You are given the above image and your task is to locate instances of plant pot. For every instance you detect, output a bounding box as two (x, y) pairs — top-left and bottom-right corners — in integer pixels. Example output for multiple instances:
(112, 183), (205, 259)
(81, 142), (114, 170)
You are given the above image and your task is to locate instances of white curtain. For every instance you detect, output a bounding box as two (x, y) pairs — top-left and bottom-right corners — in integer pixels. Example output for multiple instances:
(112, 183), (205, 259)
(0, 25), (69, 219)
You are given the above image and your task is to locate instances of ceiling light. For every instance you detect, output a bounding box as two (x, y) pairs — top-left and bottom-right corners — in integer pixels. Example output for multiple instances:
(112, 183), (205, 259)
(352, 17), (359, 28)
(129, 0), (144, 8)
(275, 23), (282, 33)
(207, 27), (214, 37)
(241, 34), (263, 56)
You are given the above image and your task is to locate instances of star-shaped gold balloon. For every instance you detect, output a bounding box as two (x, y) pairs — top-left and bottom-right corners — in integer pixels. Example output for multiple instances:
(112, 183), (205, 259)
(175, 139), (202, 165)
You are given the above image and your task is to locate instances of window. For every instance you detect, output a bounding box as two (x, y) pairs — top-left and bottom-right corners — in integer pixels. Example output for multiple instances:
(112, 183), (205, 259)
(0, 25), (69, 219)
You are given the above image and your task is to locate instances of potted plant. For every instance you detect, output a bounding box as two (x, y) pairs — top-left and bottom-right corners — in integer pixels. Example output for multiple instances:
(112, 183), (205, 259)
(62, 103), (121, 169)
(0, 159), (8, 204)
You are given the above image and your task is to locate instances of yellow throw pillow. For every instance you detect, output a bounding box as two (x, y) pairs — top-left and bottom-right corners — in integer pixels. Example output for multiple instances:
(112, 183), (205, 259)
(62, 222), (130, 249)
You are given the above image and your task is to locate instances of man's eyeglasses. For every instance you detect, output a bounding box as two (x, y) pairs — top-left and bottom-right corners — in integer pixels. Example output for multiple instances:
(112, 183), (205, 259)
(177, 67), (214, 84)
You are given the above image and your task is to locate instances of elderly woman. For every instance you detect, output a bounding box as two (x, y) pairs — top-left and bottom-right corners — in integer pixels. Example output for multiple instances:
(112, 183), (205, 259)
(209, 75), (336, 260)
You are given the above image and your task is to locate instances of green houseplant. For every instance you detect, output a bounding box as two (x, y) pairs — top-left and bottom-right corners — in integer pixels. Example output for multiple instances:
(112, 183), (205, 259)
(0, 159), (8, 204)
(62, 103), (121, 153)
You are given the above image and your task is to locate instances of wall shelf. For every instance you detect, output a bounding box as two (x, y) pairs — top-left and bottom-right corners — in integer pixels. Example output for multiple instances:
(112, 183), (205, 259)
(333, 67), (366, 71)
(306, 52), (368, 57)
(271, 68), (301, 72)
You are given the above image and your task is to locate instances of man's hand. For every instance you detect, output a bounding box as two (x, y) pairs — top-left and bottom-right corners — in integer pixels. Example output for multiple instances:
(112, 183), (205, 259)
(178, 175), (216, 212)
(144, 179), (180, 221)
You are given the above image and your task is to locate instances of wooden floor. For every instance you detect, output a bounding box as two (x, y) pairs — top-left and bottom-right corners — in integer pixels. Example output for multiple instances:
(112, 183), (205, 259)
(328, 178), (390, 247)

********************

Description of the task:
Quote only the lines from the line containing "of man's eyeglasses." through the end of the entries, keeping the first and the last.

Response to the exercise:
You are given the above image and your task is to locate instances of man's eyeglasses. For every instance you detect, output a bounding box as two (x, y) pairs — top-left and bottom-right corners — in integer pixels. Example output for multiple instances:
(112, 183), (205, 259)
(177, 67), (214, 84)
You are given the above image and your task is to locate instances of elderly woman. For every instance you detect, output a bounding box as two (x, y) pairs — top-left and bottom-right corners — in integer pixels. Example output for multiple instances:
(112, 183), (205, 259)
(209, 75), (336, 260)
You are given the above image and your task is to locate instances of green houseplant. For every instance you detect, output a bounding box as two (x, y) pairs — top-left and bottom-right corners — in integer pixels. Example output for multiple instances:
(112, 183), (205, 259)
(0, 159), (8, 204)
(62, 103), (121, 153)
You are given the above image and your task is to locate instances of wall shelf. For every instance you detect, output a bounding box as two (x, y) pairs — top-left and bottom-right corners — in integer pixels. Example output for multiple instances:
(112, 183), (205, 259)
(333, 67), (366, 71)
(306, 52), (368, 57)
(271, 68), (301, 72)
You are given the above image and your task is to locate instances of man's hand. For every instance you detect, output a bounding box as two (x, y) pairs — top-left and bottom-right corners — in integer pixels. Example output for multiple instances:
(112, 183), (205, 259)
(178, 175), (216, 212)
(144, 179), (180, 221)
You are given the above image and your task is to locate instances of wooden floor. For every instance you detect, output a bounding box as two (x, y) pairs — top-left and bottom-right corners — in integer pixels. Example output for multiple instances:
(112, 183), (205, 259)
(328, 178), (390, 247)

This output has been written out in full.